--- begin Dataset content ---
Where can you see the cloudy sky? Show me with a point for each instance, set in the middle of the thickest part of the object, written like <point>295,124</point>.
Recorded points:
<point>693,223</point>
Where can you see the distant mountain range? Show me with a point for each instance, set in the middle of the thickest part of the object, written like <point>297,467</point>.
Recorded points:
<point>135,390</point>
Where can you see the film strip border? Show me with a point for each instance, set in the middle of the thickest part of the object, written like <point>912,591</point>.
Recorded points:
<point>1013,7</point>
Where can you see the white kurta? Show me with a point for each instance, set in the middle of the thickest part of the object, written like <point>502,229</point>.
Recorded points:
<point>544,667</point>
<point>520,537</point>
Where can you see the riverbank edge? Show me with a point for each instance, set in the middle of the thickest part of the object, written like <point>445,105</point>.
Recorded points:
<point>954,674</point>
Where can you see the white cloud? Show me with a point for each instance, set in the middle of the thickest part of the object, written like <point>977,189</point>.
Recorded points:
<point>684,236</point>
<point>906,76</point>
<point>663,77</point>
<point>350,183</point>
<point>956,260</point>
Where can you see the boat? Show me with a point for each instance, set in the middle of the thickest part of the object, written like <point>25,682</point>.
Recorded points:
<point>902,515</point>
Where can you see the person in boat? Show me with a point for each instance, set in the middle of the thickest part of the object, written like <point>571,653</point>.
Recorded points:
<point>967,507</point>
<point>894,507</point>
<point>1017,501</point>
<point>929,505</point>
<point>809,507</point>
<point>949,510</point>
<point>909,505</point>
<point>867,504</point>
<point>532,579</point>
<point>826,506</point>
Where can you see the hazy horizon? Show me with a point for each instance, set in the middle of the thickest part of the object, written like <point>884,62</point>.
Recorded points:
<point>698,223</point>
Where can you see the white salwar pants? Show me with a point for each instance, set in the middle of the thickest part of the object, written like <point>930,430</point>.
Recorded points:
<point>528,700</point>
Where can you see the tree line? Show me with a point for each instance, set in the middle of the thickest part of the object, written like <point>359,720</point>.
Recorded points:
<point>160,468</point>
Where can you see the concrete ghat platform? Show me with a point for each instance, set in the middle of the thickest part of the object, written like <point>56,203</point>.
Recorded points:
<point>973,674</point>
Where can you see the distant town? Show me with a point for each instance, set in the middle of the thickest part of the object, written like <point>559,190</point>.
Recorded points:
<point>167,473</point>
--- end Dataset content ---
Could you copy out all of the material above, word for word and line for line, with nothing changed?

Where can you see the cloudy sky? Show me with a point for each instance, set in the middle of the thickest part of the object, written like <point>295,124</point>.
Recorded points:
<point>693,223</point>
Where can you see the distant mountain range? Show me with a point for each instance, set in the middle of the thickest part of the object, written like <point>297,467</point>.
Recorded points:
<point>135,390</point>
Where can you see the film strip border? Show me with a point for each instance, set in the middle of the thickest part of the object, written like <point>912,591</point>.
Recorded points:
<point>1013,7</point>
Where can you see the white kurta? Show me with a point for each instance, set in the middle of the thickest part of the object, written like <point>502,229</point>.
Recorded points:
<point>544,667</point>
<point>520,537</point>
Where can you see the riverbank edge? Show me with a point for each instance, set in the middle of the thickest part of the object, written like <point>445,105</point>.
Recorded points:
<point>954,674</point>
Where can you see the white cloud? Show me with a point for each instance, set in the middle of the thickest part of the object, written like <point>977,189</point>.
Recorded points:
<point>684,236</point>
<point>906,76</point>
<point>663,77</point>
<point>350,183</point>
<point>956,260</point>
Where can you see the boat? Show me with a point for each instance, set in the middle of the thickest part of the object, written like <point>25,682</point>.
Recorded points:
<point>902,515</point>
Where can you see the person in boat? Show me with a point for each instance, set in the middle of the thickest part of the object, written like <point>571,653</point>.
Recorded points:
<point>967,507</point>
<point>894,507</point>
<point>1017,501</point>
<point>929,505</point>
<point>809,507</point>
<point>949,510</point>
<point>909,505</point>
<point>867,504</point>
<point>532,579</point>
<point>826,506</point>
Where can you see the hazy horizon? Show me with a point for each instance, set in the middle of the thickest part of the object, written like <point>884,62</point>.
Recorded points:
<point>698,223</point>
Where can you see the white salwar pants? Show me with a point for each instance, set in the middle of the thickest part of the object, written like <point>930,430</point>.
Recorded points:
<point>528,700</point>
Where can you see the tree line? Show me with a point for each instance, set in the middle of the thickest part of the object, written like <point>359,720</point>.
Recorded points:
<point>160,468</point>
Where can you see the concrete ghat platform? Show me with a point for each instance, set in the middle of the thickest part of the object, written like <point>56,203</point>.
Recorded points:
<point>973,674</point>
Where can you see the distant town? Show me with a point for each instance, set in the middle of the thickest part of the object, written like <point>559,190</point>.
Recorded points:
<point>167,473</point>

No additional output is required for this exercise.